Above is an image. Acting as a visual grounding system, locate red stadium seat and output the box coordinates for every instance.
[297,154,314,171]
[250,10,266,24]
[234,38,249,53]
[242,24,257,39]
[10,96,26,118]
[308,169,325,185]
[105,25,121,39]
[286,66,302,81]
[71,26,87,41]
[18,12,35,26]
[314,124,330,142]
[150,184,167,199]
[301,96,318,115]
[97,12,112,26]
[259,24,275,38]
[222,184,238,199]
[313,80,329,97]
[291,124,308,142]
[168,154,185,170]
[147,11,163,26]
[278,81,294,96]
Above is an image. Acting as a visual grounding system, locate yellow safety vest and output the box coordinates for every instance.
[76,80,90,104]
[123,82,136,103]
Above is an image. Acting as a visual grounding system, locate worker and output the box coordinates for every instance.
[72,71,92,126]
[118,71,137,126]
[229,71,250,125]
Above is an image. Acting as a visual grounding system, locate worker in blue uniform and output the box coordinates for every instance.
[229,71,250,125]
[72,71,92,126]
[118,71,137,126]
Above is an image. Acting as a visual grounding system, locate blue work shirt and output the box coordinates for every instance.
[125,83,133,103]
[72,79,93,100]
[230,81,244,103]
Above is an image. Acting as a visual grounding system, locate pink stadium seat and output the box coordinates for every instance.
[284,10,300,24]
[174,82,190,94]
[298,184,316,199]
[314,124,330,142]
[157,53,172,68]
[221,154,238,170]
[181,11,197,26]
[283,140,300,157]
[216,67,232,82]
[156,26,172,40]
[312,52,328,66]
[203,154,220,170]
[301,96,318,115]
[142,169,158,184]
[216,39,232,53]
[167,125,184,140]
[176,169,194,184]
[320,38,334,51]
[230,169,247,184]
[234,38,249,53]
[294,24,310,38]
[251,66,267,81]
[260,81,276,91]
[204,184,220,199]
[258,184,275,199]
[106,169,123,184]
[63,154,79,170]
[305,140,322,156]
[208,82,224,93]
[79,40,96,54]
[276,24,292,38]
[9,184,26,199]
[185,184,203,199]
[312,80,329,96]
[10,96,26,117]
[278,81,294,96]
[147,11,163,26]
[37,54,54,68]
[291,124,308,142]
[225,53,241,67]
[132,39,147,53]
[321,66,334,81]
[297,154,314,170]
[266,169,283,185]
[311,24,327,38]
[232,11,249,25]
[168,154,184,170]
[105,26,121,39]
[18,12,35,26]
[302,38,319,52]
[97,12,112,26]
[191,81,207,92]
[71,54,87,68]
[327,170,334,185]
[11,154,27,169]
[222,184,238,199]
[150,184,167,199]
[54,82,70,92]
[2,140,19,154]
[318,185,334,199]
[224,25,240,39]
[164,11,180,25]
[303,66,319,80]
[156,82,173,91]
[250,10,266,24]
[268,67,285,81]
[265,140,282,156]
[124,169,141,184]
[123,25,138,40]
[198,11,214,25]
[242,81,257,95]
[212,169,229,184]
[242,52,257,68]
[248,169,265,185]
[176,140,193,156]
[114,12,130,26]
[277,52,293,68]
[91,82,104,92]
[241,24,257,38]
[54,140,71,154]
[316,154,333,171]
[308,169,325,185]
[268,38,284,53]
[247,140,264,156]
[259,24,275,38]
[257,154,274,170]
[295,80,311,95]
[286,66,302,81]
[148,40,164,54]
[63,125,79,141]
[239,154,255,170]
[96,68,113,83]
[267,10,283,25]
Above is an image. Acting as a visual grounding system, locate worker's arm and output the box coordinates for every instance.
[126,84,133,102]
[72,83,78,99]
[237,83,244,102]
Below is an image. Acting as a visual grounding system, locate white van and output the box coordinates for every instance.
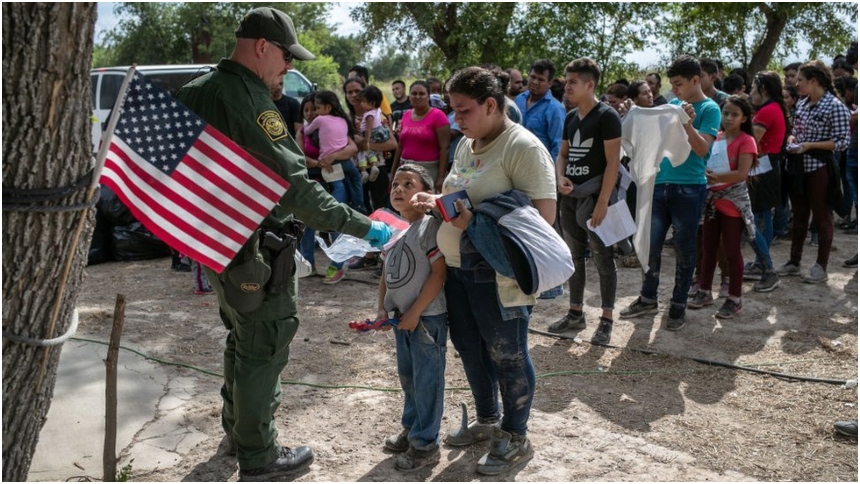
[91,64,315,152]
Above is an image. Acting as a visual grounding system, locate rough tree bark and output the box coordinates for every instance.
[2,3,96,481]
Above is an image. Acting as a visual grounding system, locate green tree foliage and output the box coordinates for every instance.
[322,34,366,78]
[661,2,858,74]
[368,44,412,80]
[96,2,339,87]
[350,2,518,74]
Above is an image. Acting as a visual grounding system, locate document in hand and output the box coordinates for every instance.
[748,154,772,177]
[586,200,637,247]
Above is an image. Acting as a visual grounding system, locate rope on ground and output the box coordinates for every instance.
[528,327,852,386]
[68,334,851,393]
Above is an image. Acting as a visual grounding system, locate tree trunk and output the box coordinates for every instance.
[747,5,789,75]
[2,3,96,481]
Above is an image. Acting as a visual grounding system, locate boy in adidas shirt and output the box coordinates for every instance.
[549,57,621,345]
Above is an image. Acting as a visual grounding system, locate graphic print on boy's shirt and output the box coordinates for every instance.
[562,103,621,186]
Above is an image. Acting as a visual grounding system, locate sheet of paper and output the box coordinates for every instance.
[586,200,637,247]
[748,154,772,177]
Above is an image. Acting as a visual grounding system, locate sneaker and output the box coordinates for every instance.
[590,318,613,345]
[834,419,858,437]
[687,290,714,309]
[687,281,700,297]
[715,298,742,319]
[360,170,369,185]
[348,257,377,271]
[809,233,819,246]
[718,279,730,299]
[844,254,858,269]
[776,262,801,276]
[384,429,409,453]
[476,427,534,476]
[801,263,828,284]
[619,297,658,319]
[753,272,781,292]
[394,445,440,472]
[193,288,214,296]
[743,262,763,280]
[547,312,586,333]
[238,445,314,482]
[322,265,346,285]
[372,266,383,279]
[666,305,685,331]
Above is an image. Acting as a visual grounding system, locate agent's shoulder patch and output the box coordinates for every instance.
[257,110,288,142]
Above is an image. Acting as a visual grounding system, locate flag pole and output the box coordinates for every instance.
[35,66,138,389]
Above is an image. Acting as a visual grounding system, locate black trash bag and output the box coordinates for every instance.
[99,185,136,227]
[111,222,172,261]
[87,204,113,265]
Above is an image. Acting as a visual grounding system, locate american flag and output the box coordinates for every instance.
[99,71,290,273]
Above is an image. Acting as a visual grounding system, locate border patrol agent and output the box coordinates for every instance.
[175,7,392,481]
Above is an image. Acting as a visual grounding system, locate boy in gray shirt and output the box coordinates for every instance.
[377,164,447,472]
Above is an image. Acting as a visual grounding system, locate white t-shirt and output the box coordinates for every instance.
[437,123,557,307]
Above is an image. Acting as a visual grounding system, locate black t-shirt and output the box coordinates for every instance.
[562,102,621,185]
[390,99,412,123]
[273,95,302,139]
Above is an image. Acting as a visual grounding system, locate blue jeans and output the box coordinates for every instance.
[748,224,774,272]
[641,184,707,309]
[302,179,347,269]
[340,160,365,214]
[395,313,448,450]
[445,267,535,436]
[751,210,774,270]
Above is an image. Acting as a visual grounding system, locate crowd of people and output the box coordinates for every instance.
[173,7,857,481]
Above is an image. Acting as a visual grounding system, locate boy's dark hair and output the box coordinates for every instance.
[832,59,855,76]
[313,90,356,137]
[550,78,564,102]
[783,62,801,73]
[359,85,383,108]
[530,59,556,80]
[427,76,441,85]
[613,78,630,86]
[728,67,750,92]
[392,79,406,88]
[667,55,702,80]
[565,57,601,85]
[699,58,719,76]
[395,164,433,192]
[722,74,746,94]
[348,65,370,82]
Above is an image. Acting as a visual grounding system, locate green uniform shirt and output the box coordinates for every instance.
[175,58,371,241]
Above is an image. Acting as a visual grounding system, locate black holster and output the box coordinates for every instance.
[259,220,304,294]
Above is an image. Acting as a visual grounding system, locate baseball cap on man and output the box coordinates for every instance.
[235,7,315,61]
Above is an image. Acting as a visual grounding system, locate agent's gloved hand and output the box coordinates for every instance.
[363,221,392,248]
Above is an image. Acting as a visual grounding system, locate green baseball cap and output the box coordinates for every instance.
[235,7,315,61]
[223,255,271,313]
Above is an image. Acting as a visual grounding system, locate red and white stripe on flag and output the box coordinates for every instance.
[99,72,290,273]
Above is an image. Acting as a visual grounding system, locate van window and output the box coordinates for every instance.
[91,74,99,108]
[284,71,311,99]
[99,73,125,112]
[147,67,213,95]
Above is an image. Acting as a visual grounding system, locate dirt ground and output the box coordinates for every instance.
[73,227,858,482]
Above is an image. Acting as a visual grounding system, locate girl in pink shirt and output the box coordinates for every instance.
[690,97,759,319]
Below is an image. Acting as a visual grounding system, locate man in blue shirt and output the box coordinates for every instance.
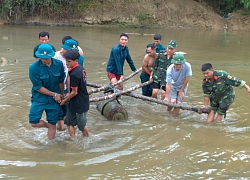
[106,33,137,90]
[29,44,65,140]
[146,34,166,54]
[152,34,166,54]
[164,53,192,114]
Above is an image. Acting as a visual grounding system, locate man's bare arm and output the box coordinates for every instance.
[142,54,151,75]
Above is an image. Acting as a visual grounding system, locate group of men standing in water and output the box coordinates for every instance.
[137,35,192,115]
[106,33,250,122]
[28,31,250,140]
[29,31,89,140]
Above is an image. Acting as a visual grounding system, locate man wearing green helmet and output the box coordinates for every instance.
[164,53,192,114]
[201,63,250,123]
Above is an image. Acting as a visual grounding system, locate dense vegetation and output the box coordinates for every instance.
[0,0,250,22]
[0,0,92,21]
[204,0,250,15]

* * *

YOUR GOAL - Starting from the line holding "system, locate group", restate the remaining lines of the data word for word, including the last.

EXERCISE ANSWER -
Above is an image. Acting as a visual grounding system, locate group of men standing in water and output the box coordinates for every instance.
[137,35,192,115]
[106,33,250,122]
[28,31,250,140]
[29,31,89,140]
Above is an image. Acting as a visual grounding system, locate man wearing green helmet and output the box coordinates for every instance.
[164,53,192,114]
[201,63,250,123]
Above is an image. Acting as a visual grounding system, locate dense vegetation and output the box coordinates for every instance.
[0,0,250,22]
[0,0,92,21]
[204,0,250,15]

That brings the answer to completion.